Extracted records
══════════════════════════════

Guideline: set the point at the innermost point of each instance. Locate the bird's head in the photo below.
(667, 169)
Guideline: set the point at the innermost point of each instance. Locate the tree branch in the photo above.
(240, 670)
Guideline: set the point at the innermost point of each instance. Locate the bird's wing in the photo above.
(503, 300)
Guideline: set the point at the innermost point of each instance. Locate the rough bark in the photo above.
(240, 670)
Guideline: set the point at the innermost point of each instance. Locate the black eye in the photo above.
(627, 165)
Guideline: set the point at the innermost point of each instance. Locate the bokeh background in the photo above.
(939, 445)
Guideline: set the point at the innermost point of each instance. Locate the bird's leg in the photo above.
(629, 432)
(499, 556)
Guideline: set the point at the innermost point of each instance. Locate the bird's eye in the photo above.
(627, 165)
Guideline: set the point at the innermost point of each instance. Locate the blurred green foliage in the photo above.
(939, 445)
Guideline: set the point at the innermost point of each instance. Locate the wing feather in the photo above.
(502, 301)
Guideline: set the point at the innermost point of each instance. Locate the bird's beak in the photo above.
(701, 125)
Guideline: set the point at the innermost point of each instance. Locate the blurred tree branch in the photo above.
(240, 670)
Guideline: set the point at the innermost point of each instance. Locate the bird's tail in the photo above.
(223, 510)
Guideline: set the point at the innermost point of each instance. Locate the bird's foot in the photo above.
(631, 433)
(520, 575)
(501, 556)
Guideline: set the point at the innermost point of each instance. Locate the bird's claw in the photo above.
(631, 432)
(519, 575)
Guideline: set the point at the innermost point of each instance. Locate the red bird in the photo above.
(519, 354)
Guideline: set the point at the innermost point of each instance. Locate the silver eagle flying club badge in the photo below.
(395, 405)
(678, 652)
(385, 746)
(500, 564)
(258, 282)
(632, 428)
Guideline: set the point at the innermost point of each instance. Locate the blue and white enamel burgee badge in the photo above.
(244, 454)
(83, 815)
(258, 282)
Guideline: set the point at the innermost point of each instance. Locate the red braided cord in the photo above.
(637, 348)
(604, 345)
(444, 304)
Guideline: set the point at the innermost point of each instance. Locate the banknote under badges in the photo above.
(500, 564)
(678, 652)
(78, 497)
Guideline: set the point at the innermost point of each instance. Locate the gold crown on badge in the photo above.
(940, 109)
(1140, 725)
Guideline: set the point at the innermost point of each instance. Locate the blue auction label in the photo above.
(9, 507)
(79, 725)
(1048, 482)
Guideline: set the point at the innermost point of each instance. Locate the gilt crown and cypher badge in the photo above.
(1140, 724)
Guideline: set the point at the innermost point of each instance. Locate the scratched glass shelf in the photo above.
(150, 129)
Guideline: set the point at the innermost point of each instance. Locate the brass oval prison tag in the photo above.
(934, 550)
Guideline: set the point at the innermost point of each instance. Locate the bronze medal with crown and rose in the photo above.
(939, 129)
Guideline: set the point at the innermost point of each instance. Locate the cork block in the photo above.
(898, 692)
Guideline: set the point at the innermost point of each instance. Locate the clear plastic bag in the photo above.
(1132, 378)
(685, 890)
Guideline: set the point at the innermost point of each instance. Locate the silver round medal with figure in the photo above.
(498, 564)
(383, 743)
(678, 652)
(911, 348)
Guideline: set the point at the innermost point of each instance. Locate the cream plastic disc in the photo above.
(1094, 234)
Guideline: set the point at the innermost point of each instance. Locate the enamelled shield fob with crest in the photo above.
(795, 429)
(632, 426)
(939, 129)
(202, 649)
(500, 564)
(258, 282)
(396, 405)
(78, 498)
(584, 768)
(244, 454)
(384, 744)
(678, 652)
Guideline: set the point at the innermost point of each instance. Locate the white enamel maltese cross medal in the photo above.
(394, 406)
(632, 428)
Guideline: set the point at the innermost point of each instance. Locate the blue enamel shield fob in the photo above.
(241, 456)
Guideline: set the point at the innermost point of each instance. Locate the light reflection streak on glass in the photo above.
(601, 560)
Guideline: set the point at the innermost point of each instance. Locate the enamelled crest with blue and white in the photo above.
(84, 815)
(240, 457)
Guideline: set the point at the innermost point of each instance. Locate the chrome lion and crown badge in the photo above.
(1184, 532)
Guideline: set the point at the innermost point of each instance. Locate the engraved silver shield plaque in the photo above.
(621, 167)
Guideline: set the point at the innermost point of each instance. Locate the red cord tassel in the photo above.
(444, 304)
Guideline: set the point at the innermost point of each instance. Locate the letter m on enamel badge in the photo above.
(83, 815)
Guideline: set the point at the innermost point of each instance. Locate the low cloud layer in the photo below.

══════════════════════════════

What needs to be done – Render every line of all the records above as a JSON list of strings, one string per line, leaving out blank lines.

The completed task –
[
  "Guideline: set the point at the innermost point of each instance. Locate the bird's head in the photo below.",
  "(667, 169)",
  "Guideline: set the point at the innermost point of each instance. Locate the tree branch in the photo above.",
  "(240, 670)",
  "Guideline: set the point at the innermost point of each instance. Locate the bird's wing in the photo above.",
  "(503, 300)",
  "Guideline: set the point at the innermost point of each instance. Locate the rough bark in the photo above.",
  "(240, 670)",
  "Guideline: set the point at the innermost point of each instance. Locate the black eye in the photo above.",
  "(627, 165)",
  "Guideline: set the point at the innermost point of each instance. Locate the bokeh background in the photo above.",
  "(939, 445)",
  "Guideline: set the point at the innermost point of each instance. Locate the bird's leg in the photo above.",
  "(629, 432)",
  "(499, 556)",
  "Guideline: set the point at the innermost point of each instance. Locate the bird's eye in the photo above.",
  "(627, 165)",
  "Guideline: set the point at the innermost point of each instance. Locate the blurred green foliage in the photo above.",
  "(939, 445)",
  "Guideline: set the point at the innermost point of each instance. Locate the wing feather in the photo above.",
  "(502, 301)",
  "Guideline: set the point at the innermost point of each instance. Locate the bird's beak in the photo above.",
  "(701, 125)",
  "Guideline: set the point at the innermost point of each instance. Locate the blurred tree branch in the photo above.",
  "(240, 670)",
  "Guideline: set the point at the innermost point of each instance. Locate the bird's tail in the photo above.",
  "(223, 510)",
  "Guideline: set the point at the innermost point of each instance. Locate the bird's foot in the photo above.",
  "(631, 433)",
  "(520, 575)",
  "(501, 556)",
  "Guideline: set the point at the innermost point of each instance. Locate the bird's claw in the photo above.",
  "(631, 432)",
  "(519, 575)",
  "Guideline: set the point at the innermost point of each instance. Locate the red bird in the photo above.",
  "(519, 354)",
  "Guideline: set the point at the innermost point of each instance. Locate the silver eagle flying club badge in the photo below.",
  "(395, 405)",
  "(678, 652)",
  "(385, 746)",
  "(500, 564)",
  "(258, 282)",
  "(632, 428)",
  "Guideline: set the point at the innermost point of each instance. Locate the blue and white enamel burgee badge in the photo above.",
  "(244, 454)",
  "(83, 815)",
  "(258, 282)",
  "Guideline: set the point at the innermost point of each instance. Locate the red braided cord in the photo above.",
  "(637, 348)",
  "(604, 345)",
  "(444, 304)",
  "Guideline: set the point at the innermost point of each instance. Locate the banknote under badges in the photo above.",
  "(500, 564)",
  "(678, 652)",
  "(78, 497)",
  "Guideline: set the point at the innermost point of each instance. Locate the gold crown on badge in the photo above.",
  "(940, 109)",
  "(1140, 725)",
  "Guideline: set the point at the innermost point of each instance. Locate the blue auction label in the photo above.",
  "(9, 507)",
  "(79, 725)",
  "(1048, 482)",
  "Guideline: set the point at the innermost point of each instance. Locate the gilt crown and cypher badge in the photo above.",
  "(1140, 724)",
  "Guideline: set the point at the innermost point of each instance. Locate the scratched glass shelf in the photo above.",
  "(150, 129)",
  "Guideline: set the point at the innermost point of each instance. Locate the brass oval prison tag in the photo above.",
  "(934, 550)",
  "Guideline: set the point at the innermost point of each instance. Locate the bronze medal with crown and rose in the photo above.",
  "(939, 129)",
  "Guideline: set the point at the innermost point of each instance. Locate the cork block in the photo above.",
  "(898, 692)",
  "Guideline: set the point at the innermost point of each instance. Locate the clear plastic bag in the photo above.",
  "(1132, 378)",
  "(685, 890)",
  "Guideline: set the point at the innermost point of each instance. Locate the silver round medal with figure in the photo above.",
  "(498, 564)",
  "(383, 743)",
  "(678, 652)",
  "(911, 348)",
  "Guideline: set the point at the innermost point of each instance. Locate the cream plastic disc in the photo above.",
  "(1094, 234)",
  "Guideline: set the point at the innermost point of each instance. Locate the enamelled shield fob with crest in the photo above.",
  "(795, 429)",
  "(632, 426)",
  "(939, 129)",
  "(202, 649)",
  "(500, 564)",
  "(258, 282)",
  "(396, 405)",
  "(78, 498)",
  "(584, 768)",
  "(244, 454)",
  "(384, 744)",
  "(678, 652)",
  "Guideline: set the point at the innermost point of each instance. Locate the white enamel maltese cross medal in the photo above.",
  "(394, 406)",
  "(632, 428)",
  "Guideline: set the point at the innermost point of each instance. Locate the blue enamel shield fob in the photo above.",
  "(241, 456)",
  "Guideline: set the point at the innermost point of each instance. Locate the light reflection streak on glass in the photo above.",
  "(601, 560)",
  "Guideline: set the point at the innermost point of each instance. Locate the enamelled crest with blue and white in the photo above.",
  "(84, 815)",
  "(240, 457)",
  "Guideline: set the point at the innermost point of each instance. Locate the chrome lion and crown badge in the photo above.",
  "(1184, 532)",
  "Guideline: set the point at the innermost point of each instance. Locate the engraved silver shield plaque in the photo above.",
  "(621, 167)",
  "Guideline: set the point at the innermost point of each instance. Locate the red cord tassel in the photo above.",
  "(444, 304)",
  "Guideline: set the point at the innermost point of each instance. Locate the letter m on enamel badge in the photo above.",
  "(83, 815)",
  "Guideline: set the point at the innermost point of each instance. Locate the low cloud layer in the photo below."
]